*What you have to do*: Pictures aside, can you reproduce the records word for word?

*Exercise inputs*:
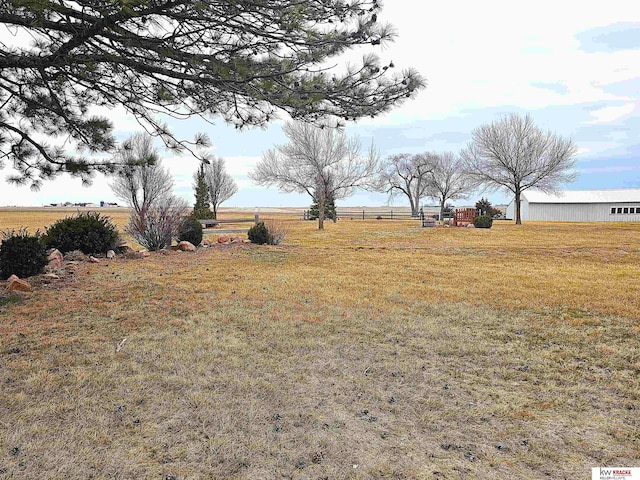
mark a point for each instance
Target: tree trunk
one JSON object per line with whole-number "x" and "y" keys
{"x": 414, "y": 206}
{"x": 321, "y": 204}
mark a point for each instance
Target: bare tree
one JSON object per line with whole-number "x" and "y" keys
{"x": 146, "y": 187}
{"x": 448, "y": 180}
{"x": 515, "y": 155}
{"x": 221, "y": 185}
{"x": 320, "y": 161}
{"x": 140, "y": 180}
{"x": 408, "y": 175}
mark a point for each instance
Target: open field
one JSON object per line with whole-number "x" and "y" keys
{"x": 371, "y": 350}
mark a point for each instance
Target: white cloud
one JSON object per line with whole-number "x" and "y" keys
{"x": 611, "y": 114}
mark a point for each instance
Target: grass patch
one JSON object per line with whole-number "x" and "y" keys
{"x": 353, "y": 353}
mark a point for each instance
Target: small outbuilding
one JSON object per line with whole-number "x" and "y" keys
{"x": 621, "y": 205}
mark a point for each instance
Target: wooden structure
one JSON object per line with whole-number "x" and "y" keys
{"x": 211, "y": 223}
{"x": 464, "y": 216}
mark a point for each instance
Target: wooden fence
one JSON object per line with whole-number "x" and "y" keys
{"x": 371, "y": 215}
{"x": 226, "y": 225}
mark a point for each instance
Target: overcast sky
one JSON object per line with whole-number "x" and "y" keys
{"x": 573, "y": 65}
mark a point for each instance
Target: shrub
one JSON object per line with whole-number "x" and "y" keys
{"x": 156, "y": 227}
{"x": 22, "y": 254}
{"x": 483, "y": 221}
{"x": 258, "y": 234}
{"x": 88, "y": 232}
{"x": 190, "y": 230}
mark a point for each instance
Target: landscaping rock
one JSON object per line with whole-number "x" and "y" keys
{"x": 185, "y": 246}
{"x": 75, "y": 256}
{"x": 17, "y": 285}
{"x": 125, "y": 249}
{"x": 56, "y": 259}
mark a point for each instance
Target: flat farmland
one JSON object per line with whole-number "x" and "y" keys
{"x": 373, "y": 349}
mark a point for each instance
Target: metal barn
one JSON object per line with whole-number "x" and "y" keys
{"x": 579, "y": 206}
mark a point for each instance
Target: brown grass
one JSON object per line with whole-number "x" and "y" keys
{"x": 370, "y": 350}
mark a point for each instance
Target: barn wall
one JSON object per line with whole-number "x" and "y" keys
{"x": 580, "y": 212}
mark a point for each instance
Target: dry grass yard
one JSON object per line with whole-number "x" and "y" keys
{"x": 375, "y": 349}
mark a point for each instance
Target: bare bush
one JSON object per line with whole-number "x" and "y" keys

*Reply*:
mark a point for each instance
Target: tree trunk
one JSON object per line with whole-number "x" and "y" keys
{"x": 414, "y": 206}
{"x": 321, "y": 204}
mark a point for each instance
Target: bare tree
one JSON object per line with whole-number "x" and "y" keys
{"x": 146, "y": 187}
{"x": 448, "y": 180}
{"x": 515, "y": 155}
{"x": 221, "y": 185}
{"x": 320, "y": 161}
{"x": 140, "y": 180}
{"x": 408, "y": 175}
mark a point for each instance
Target: open field
one JSON object per line with whole-number "x" and "y" keys
{"x": 371, "y": 350}
mark a point for each instance
Target: white cloud
one JSON object per line with whole-number "x" and "y" keys
{"x": 611, "y": 114}
mark a point for each instance
Target: grass patch
one JSON object per line with whole-number "x" and "y" keys
{"x": 353, "y": 353}
mark a point for each instance
Target: small outbuilding
one JSON object per line with whole-number "x" and "y" keys
{"x": 621, "y": 205}
mark a point for each instance
Target: wooden structure
one JSON object per line with whole-number "x" and "y" keys
{"x": 211, "y": 223}
{"x": 464, "y": 216}
mark a point for each instance
Target: wooden fence
one JSON object per line with whole-number "x" and "y" keys
{"x": 371, "y": 215}
{"x": 226, "y": 225}
mark a point for each instance
Target: overcast sky
one JSON object per line with whole-number "x" and "y" keys
{"x": 573, "y": 65}
mark a point for each instance
Target: shrub
one JSON object per line with whole-number "x" and "y" keys
{"x": 156, "y": 227}
{"x": 22, "y": 254}
{"x": 483, "y": 221}
{"x": 258, "y": 234}
{"x": 88, "y": 232}
{"x": 190, "y": 230}
mark a point for each instance
Target: landscaping rock
one JSON object per line with whole-number "x" and "y" keys
{"x": 185, "y": 246}
{"x": 75, "y": 256}
{"x": 17, "y": 285}
{"x": 125, "y": 249}
{"x": 56, "y": 259}
mark a point for each instance
Target: flat farmland
one JSON object per line with whole-number "x" and "y" keys
{"x": 373, "y": 349}
mark a point for each instance
Target: metal barn
one JSON object per line with whole-number "x" and "y" keys
{"x": 579, "y": 206}
mark a point for each instance
Target: brown grass
one JSON object per line with whole-number "x" and "y" keys
{"x": 370, "y": 350}
mark a point for each instance
Target: barn wall
one JSON object per line with whole-number "x" and "y" keys
{"x": 580, "y": 212}
mark a point for each instance
Target: dry grass yard
one JSON object per line with whole-number "x" and "y" keys
{"x": 375, "y": 349}
mark a point for each instance
Target: bare bush
one JSON object per line with whole-number "x" and "y" keys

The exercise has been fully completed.